- **Requirements**: Arrange the lines from the one containing "label the woman's ear, a point per instance." through the end of the items, both included, as a JSON list of strings, one string per line and blank lines omitted.
*** Records for this task
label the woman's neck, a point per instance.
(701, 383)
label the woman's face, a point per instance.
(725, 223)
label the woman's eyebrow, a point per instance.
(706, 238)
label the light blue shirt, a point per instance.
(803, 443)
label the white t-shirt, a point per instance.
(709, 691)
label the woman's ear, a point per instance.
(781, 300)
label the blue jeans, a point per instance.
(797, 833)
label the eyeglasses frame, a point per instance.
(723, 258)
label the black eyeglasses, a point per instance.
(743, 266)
******
- **Expected output**:
[
  "label the woman's ear, a point per instance.",
  "(781, 300)",
  "label the blue jeans, a point per instance.",
  "(797, 833)",
  "label the eyeglasses frame, a point per instance.",
  "(723, 258)",
  "label the black eyeglasses, a point per instance.",
  "(743, 266)"
]